Write out the records below once more, exactly as they stand.

Stored records
_____

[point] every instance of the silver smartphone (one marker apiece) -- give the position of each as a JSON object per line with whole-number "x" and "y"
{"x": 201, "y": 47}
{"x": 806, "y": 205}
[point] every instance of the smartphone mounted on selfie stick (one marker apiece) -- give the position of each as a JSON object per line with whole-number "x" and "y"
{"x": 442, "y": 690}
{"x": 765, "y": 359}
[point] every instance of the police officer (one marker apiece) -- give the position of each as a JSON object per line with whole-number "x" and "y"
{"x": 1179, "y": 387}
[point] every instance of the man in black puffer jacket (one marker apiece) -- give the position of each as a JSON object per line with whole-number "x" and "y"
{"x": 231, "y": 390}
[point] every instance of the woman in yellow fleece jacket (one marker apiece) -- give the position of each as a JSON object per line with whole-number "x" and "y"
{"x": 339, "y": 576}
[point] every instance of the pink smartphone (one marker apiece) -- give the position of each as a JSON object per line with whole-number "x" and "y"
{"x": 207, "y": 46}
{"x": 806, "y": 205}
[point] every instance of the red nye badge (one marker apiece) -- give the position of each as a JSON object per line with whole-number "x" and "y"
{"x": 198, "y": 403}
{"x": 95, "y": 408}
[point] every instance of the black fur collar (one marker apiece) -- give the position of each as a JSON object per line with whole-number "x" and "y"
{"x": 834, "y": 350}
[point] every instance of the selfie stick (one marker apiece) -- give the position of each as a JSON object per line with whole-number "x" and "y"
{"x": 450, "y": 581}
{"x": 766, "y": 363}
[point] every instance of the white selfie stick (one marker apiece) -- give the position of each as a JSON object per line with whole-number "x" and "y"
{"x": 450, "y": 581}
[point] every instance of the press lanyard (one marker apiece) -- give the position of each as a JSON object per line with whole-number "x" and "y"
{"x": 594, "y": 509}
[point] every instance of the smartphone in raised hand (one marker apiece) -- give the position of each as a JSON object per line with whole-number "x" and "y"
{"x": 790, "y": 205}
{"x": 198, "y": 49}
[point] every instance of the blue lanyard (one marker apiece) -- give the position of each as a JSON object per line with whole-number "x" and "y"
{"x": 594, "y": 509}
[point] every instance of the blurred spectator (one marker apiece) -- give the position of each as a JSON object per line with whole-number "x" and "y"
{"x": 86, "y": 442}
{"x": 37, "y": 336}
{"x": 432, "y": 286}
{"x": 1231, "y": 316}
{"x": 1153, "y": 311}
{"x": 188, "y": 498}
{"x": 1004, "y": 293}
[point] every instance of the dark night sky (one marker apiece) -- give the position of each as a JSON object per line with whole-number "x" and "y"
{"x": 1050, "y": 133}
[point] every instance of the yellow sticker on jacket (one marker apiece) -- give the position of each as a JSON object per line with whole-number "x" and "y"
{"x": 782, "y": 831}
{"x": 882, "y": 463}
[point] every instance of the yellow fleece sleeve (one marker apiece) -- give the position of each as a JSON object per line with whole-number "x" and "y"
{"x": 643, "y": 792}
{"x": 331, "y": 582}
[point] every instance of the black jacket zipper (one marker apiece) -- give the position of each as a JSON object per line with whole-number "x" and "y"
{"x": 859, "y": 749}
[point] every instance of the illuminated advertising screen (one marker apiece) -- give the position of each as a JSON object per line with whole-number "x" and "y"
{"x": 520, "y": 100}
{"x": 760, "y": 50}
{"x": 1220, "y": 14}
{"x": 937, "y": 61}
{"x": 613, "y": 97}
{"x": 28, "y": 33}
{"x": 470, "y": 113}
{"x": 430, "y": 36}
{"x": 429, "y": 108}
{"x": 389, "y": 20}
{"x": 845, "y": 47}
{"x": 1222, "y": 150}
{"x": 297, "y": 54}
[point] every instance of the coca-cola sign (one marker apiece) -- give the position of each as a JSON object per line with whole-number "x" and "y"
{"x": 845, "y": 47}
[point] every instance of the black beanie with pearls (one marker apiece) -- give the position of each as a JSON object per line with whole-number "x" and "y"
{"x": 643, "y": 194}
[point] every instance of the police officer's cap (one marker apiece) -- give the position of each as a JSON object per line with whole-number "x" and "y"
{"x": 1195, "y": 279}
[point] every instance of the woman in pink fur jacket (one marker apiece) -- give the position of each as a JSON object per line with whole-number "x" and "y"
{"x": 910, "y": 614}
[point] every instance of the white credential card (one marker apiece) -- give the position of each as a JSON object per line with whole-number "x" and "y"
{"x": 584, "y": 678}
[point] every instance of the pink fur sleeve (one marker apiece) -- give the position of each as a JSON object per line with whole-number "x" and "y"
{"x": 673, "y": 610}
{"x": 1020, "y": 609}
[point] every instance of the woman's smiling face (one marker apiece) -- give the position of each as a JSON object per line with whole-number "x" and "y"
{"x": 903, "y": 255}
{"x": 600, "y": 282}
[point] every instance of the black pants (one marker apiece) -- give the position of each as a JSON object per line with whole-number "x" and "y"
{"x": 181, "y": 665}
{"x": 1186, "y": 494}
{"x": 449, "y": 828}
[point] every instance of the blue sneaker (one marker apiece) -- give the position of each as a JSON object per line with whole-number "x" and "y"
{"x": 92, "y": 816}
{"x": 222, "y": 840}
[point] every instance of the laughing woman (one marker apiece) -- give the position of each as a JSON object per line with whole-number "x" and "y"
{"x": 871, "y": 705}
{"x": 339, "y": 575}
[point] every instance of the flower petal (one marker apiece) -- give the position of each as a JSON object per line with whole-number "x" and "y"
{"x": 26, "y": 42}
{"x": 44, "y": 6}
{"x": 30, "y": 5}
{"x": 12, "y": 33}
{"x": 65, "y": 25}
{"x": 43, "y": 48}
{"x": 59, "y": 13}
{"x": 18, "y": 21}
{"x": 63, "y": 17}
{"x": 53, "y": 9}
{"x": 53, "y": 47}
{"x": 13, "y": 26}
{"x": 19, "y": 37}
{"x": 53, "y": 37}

_____

● REPLY
[point] every instance of the silver smartphone (one marker apiece) -- give the position of each as a JSON object per line with whole-number "x" and "y"
{"x": 201, "y": 47}
{"x": 806, "y": 205}
[point] every instance of the smartphone mounted on selfie stick (one marker apiece) -- give the position of each as a JSON object per line with whole-number "x" and "y"
{"x": 442, "y": 690}
{"x": 765, "y": 359}
[point] every instance of the police officer (one marker apiece) -- give the position of each as a JSON object per line with whole-number "x" and "y"
{"x": 1179, "y": 387}
[point] every instance of the man in black puffer jacket (one marker apiece) -- give the position of each as a JSON object per line with whole-number "x" and "y"
{"x": 231, "y": 390}
[point] every instance of the woman in yellow fleece jacket (one marker apiece) -- give the position of each as a JSON object per line with whole-number "x" and "y"
{"x": 339, "y": 576}
[point] every instance of the pink smartphone (one marker apiece) -- give the position of each as a JSON object per line with whole-number "x" and "y"
{"x": 207, "y": 46}
{"x": 806, "y": 205}
[point] every instance of the red nye badge (one marker apiece) -- give the position of each as a JSON object per line with whole-number "x" and "y"
{"x": 198, "y": 403}
{"x": 95, "y": 408}
[point] every instance of the black fur collar (one marker apiece) -- give the position of each as a JSON object per line with whole-number "x" and "y"
{"x": 834, "y": 350}
[point] every instance of the selfie stick (one marker apiece) -- give the position of each as a JSON object per line with whole-number "x" and "y"
{"x": 450, "y": 581}
{"x": 766, "y": 363}
[point] every instance of the white selfie stick (one marker apiece) -- give the position of each as a JSON object per line with whole-number "x" and "y"
{"x": 450, "y": 581}
[point] every instance of the press lanyard (one marker apiece) -- give the position of each as a JSON object per line with whole-number "x" and "y"
{"x": 594, "y": 509}
[point] every instance of the smartphone in raised hand (one marker apiece) -- give the position of each as a JSON object per line with whole-number "x" and "y"
{"x": 790, "y": 205}
{"x": 198, "y": 49}
[point] every instance of the blue lanyard (one marker apiece) -- give the position of each as a JSON object per line with whole-number "x" and "y"
{"x": 594, "y": 509}
[point] every instance of the blurred spectator (one marker apiece) -- give the position of each as a JSON object per line with whole-number "x" and "y"
{"x": 86, "y": 442}
{"x": 37, "y": 336}
{"x": 432, "y": 286}
{"x": 1231, "y": 316}
{"x": 1153, "y": 311}
{"x": 188, "y": 498}
{"x": 1004, "y": 293}
[point] every instance of the dark night sky (one marker apiece) -- give the position of each as a JSON object per line with whole-number "x" and "y"
{"x": 1050, "y": 133}
[point] every instance of the yellow sticker on jacket (one marker apiece) -- give the position of each as a JSON object per line with whole-number "x" and "y"
{"x": 782, "y": 831}
{"x": 882, "y": 463}
[point] every instance of the yellow fleece sleeve (one marker apiece) -- give the position of each as a JSON object per line with whole-number "x" and "y"
{"x": 643, "y": 792}
{"x": 331, "y": 582}
[point] every instance of the black jacket zipper (one marker apiece) -- give the position of each as a JSON object per line with whole-number "x" and "y"
{"x": 859, "y": 749}
[point] every instance of the illuminated advertising screen (one marker apiece) -- give the position of each as a JSON object per line with whole-number "x" and "y"
{"x": 520, "y": 100}
{"x": 760, "y": 50}
{"x": 1220, "y": 14}
{"x": 937, "y": 61}
{"x": 613, "y": 97}
{"x": 28, "y": 33}
{"x": 470, "y": 113}
{"x": 430, "y": 36}
{"x": 429, "y": 108}
{"x": 389, "y": 20}
{"x": 845, "y": 47}
{"x": 1222, "y": 150}
{"x": 297, "y": 54}
[point] every instance of the coca-cola sign (one marker apiece) -- give the position of each as a JSON object per line with whole-number "x" and "y"
{"x": 845, "y": 47}
[point] every instance of the black beanie with pearls (one marker apiece) -- give the position of each as a JSON object per line with whole-number "x" and "y"
{"x": 643, "y": 194}
[point] every instance of the police officer's cap (one marker apiece) -- give the position of each as a JSON object per line with whole-number "x" and "y"
{"x": 1195, "y": 279}
[point] every instance of the woman in pink fur jacket (one marker apiece) -- give the position of each as a JSON object per line with whole-number "x" and "y"
{"x": 910, "y": 614}
[point] every instance of the white credential card (one marker apiece) -- give the position of each as a JSON object per line with whole-number "x" and "y"
{"x": 584, "y": 678}
[point] every instance of the pink fur sleeve (one marker apiece) -- give the position of each as a JSON object per line with whole-number "x" and "y"
{"x": 673, "y": 610}
{"x": 1020, "y": 609}
[point] every instance of the woman's smiling face (one marker apiece) -- give the position of each as a JSON object per line with whole-number "x" and "y"
{"x": 903, "y": 255}
{"x": 600, "y": 282}
[point] every instance of the black pants (one marker apiece) -- give the position of each as a JSON object per line with whole-number "x" and "y"
{"x": 181, "y": 665}
{"x": 1186, "y": 494}
{"x": 449, "y": 828}
[point] every instance of the blue sneaker (one marker apiece) -- give the position of each as a JSON object per line with whole-number "x" and "y"
{"x": 92, "y": 816}
{"x": 222, "y": 840}
[point] every instance of the laughing woman (one marker apiece) -- give the position of each as a JSON object per line with whole-number "x" and "y"
{"x": 871, "y": 705}
{"x": 339, "y": 575}
[point] every instance of the flower petal (one marker apiece) -- give the position of each as a JSON object per line with whole-number "x" and "y"
{"x": 26, "y": 42}
{"x": 44, "y": 6}
{"x": 30, "y": 5}
{"x": 12, "y": 33}
{"x": 65, "y": 25}
{"x": 43, "y": 48}
{"x": 59, "y": 13}
{"x": 18, "y": 21}
{"x": 63, "y": 17}
{"x": 53, "y": 9}
{"x": 53, "y": 47}
{"x": 13, "y": 26}
{"x": 19, "y": 37}
{"x": 53, "y": 37}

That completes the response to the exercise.